In Galicia and Poland a belief is current in the existence of an invisible servant who lives in the stove, is called Iskrzycki [Iskra is Polish for a spark], and most zealously performs all sorts of domestic duties for the master of the house. In White-Russia the Domovoy is called Tsmok, a snake, one of the forms under which the lightning was most commonly personified. This House Snake brings all
sorts of good to the master who treats it well and gives it omelettes, which should be placed on the roof of the house or on the threshing-floor. But if this be not done the snake will burn down the house. It rarely shows itself to mortal eyes, and when it does so, it is generally to warn the heads of the family to which it is attached of some coming woe.
"Once upon a time a servant maid awoke one morning, lighted the fire, and went for her buckets to fetch water. Not a bucket was to be seen! Of course she thought 'a neighbour has taken them.' Out she ran to the river, and there she saw the Domovoy--a little old man in a red shirt--who was drawing water in her buckets, to give the bay mare to drink, and he glared ever so at the girl--his eyes burned just like live coals! She was terribly frightened, and ran back again. But at home there was woe! All the house was in a blaze!"
It is said that the Domovoy does not like to pass the night in the dark, so he often strikes a light with a flint and steel, and goes about, candle in hand, inspecting the stables and outhouses. Hence he derives a number of his names. Sometimes he appears as Vazila [from vozit', to drive], the protector of horses, a being in shape like a man, but having equine ears and hoofs; at other times as Bagan, he is guardian of the herds, taking up his quarters in a little crib filled for his benefit with hay. On Easter Sunday and the preceding Thursday he becomes visible, and may be seen crouching in a corner of his stall. He is very fond of horses, and often rides
them all night, so that they are found in the morning foaming and exhausted. Sometimes, also, he goes riding on a goat. When a newly purchased animal is brought home for the first time, it is customary in several places to go through the following ceremony. The animal is led to its stall, and then its possessor bows low, turning to each of the four corners of the building in succession, and says, "Here is a shaggy beast for thee, Master! Love him, give him to eat and to drink!" And then the cord by which the animal was led is attached to the kitchen-stove.

**INSTRUCTION:** Copy word for word the part of the Domovoy passage that begins with the words containing "In Galicia and" and ends with "some coming woe.".

**AVAILABLE DATA:**
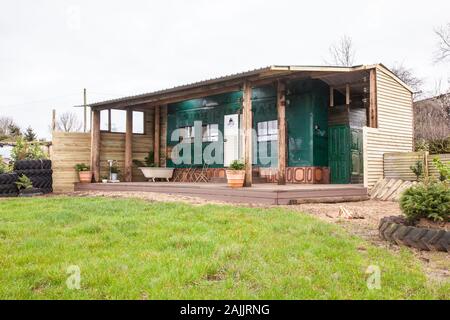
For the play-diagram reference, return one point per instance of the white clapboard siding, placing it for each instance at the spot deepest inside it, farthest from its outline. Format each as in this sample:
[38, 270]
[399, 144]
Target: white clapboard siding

**EXERCISE RESULT:**
In Galicia and Poland a belief is current in the existence of an invisible servant who lives in the stove, is called Iskrzycki [Iskra is Polish for a spark], and most zealously performs all sorts of domestic duties for the master of the house. In White-Russia the Domovoy is called Tsmok, a snake, one of the forms under which the lightning was most commonly personified. This House Snake brings all
sorts of good to the master who treats it well and gives it omelettes, which should be placed on the roof of the house or on the threshing-floor. But if this be not done the snake will burn down the house. It rarely shows itself to mortal eyes, and when it does so, it is generally to warn the heads of the family to which it is attached of some coming woe.